## Written exercise A
Locate each line in the listing below that contains the word "bare", and copy those lines.

## Text extract

----------------

Recent Acquisitions: Faith Ringgold, People's Flag Show, 1970, and United States of Attica, 1971–72

Hood Quarterly, winter 2013

The Hood Museum of Art is delighted to add to its collection two important works on paper by the celebrated African American artist Faith Ringgold (Amercian, born 1930). Ringgold is best known for her decades-long series of narrative quilts, in which she fuses her training in the fine arts with the quilt-making and storytelling traditions of her family and heritage. This important body of work was preceded by a series of posters and paintings Ringgold made in the 1960s and early 1970s that addressed issues of racism, censorship, and gender inequality. In 1970, Ringgold was arrested, along with fellow artists John Hendricks and Jean Tuche, for her participation in the "People's flag show" exhibition at the Judson Memorial Church on Washington Square Park. The Judson Three, as they became known, had used their work to protest against repressive laws on the use and display of the American flag. The attorney general's office charged the three artists with desecration of the flag and closed the exhibition, for which Ringgold designed this red and black poster. The Judson Three were subsequently acquitted of all charges on appeal, with the help of lawyers provided by the American Civil Liberties union, in a case that highlighted the need for freedom of speech in the arts.

----------------

Entries from a dataset
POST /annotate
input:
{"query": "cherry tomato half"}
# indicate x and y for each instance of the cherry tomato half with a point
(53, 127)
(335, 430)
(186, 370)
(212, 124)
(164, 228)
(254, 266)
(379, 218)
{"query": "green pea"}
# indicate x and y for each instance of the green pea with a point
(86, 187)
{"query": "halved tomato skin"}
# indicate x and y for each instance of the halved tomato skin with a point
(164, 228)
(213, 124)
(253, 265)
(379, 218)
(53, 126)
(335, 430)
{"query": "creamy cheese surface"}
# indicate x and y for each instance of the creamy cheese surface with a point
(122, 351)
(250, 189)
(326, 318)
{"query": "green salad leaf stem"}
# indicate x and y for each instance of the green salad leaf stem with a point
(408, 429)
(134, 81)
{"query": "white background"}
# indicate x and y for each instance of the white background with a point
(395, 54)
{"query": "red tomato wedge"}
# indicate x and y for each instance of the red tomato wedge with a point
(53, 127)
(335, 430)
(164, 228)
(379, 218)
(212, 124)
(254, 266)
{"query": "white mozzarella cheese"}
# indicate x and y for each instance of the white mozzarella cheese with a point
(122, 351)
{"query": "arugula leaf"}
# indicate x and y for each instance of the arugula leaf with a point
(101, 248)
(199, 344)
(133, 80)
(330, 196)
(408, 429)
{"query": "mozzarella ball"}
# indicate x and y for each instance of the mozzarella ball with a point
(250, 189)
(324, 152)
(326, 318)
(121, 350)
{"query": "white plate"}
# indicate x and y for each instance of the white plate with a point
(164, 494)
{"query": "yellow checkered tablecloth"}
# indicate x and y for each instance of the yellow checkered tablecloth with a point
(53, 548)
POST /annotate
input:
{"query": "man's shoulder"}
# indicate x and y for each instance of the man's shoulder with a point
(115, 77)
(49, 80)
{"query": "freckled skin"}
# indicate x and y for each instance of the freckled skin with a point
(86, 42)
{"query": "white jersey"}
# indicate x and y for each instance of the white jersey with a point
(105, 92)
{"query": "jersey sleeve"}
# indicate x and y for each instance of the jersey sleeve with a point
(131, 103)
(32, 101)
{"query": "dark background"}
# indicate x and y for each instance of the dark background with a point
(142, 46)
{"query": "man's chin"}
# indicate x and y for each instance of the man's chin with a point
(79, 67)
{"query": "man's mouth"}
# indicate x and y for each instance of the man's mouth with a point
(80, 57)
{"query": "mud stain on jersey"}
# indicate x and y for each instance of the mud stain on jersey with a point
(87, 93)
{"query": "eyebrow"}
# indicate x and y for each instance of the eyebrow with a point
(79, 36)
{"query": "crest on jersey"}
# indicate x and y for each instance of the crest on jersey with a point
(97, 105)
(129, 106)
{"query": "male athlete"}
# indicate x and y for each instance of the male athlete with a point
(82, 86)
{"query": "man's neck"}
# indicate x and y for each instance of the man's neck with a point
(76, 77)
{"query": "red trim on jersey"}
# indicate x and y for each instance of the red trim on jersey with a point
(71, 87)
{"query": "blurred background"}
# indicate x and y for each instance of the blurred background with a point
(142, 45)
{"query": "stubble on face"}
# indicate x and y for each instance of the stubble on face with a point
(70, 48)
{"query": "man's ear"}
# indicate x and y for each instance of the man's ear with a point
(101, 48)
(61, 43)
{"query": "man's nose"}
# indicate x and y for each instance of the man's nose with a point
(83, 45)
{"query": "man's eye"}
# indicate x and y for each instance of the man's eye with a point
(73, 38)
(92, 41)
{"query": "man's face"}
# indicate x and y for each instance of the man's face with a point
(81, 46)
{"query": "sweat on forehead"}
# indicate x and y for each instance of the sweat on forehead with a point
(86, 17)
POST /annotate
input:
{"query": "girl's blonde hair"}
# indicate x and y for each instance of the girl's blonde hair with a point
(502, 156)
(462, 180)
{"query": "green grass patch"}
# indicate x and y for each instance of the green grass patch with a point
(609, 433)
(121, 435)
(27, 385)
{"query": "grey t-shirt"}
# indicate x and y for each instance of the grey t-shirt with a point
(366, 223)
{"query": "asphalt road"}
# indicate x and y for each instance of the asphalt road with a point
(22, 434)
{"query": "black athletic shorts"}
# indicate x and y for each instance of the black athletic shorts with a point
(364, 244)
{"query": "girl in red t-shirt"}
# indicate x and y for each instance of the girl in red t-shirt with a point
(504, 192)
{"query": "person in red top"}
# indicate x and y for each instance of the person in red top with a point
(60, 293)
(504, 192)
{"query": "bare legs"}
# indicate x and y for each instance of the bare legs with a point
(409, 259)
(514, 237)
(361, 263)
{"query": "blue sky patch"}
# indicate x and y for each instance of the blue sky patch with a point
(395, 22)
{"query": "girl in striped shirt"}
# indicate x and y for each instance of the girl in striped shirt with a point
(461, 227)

----------------

## Written exercise B
Condense the paragraph of the article on the Faith Ringgold acquisition above that begins "The Hood Museum of Art is delighted" into a bulleted list that keeps its main facts.

## Task output A
{"query": "bare legs"}
# indicate x and y for each instance of the bare legs with a point

## Task output B
- The Hood Museum of Art has acquired two important works on paper by the African American artist Faith Ringgold, born 1930.
- Ringgold is best known for her decades-long series of narrative quilts. They combine her fine-arts training with her family's and heritage's traditions of quilt-making and storytelling.
- Before the quilts, in the 1960s and early 1970s, she made posters and paintings about racism, censorship, and gender inequality.
- In 1970, she was arrested with fellow artists John Hendricks and Jean Tuche for taking part in the "People's flag show" at the Judson Memorial Church on Washington Square Park.
- The three, known as the Judson Three, had used their work to protest repressive laws on the use and display of the American flag.
- The attorney general's office charged them with flag desecration and closed the exhibition. Ringgold had designed this red and black poster for that exhibition.
- With lawyers provided by the American Civil Liberties union, they were acquitted on appeal. The case highlighted the need for freedom of speech in the arts.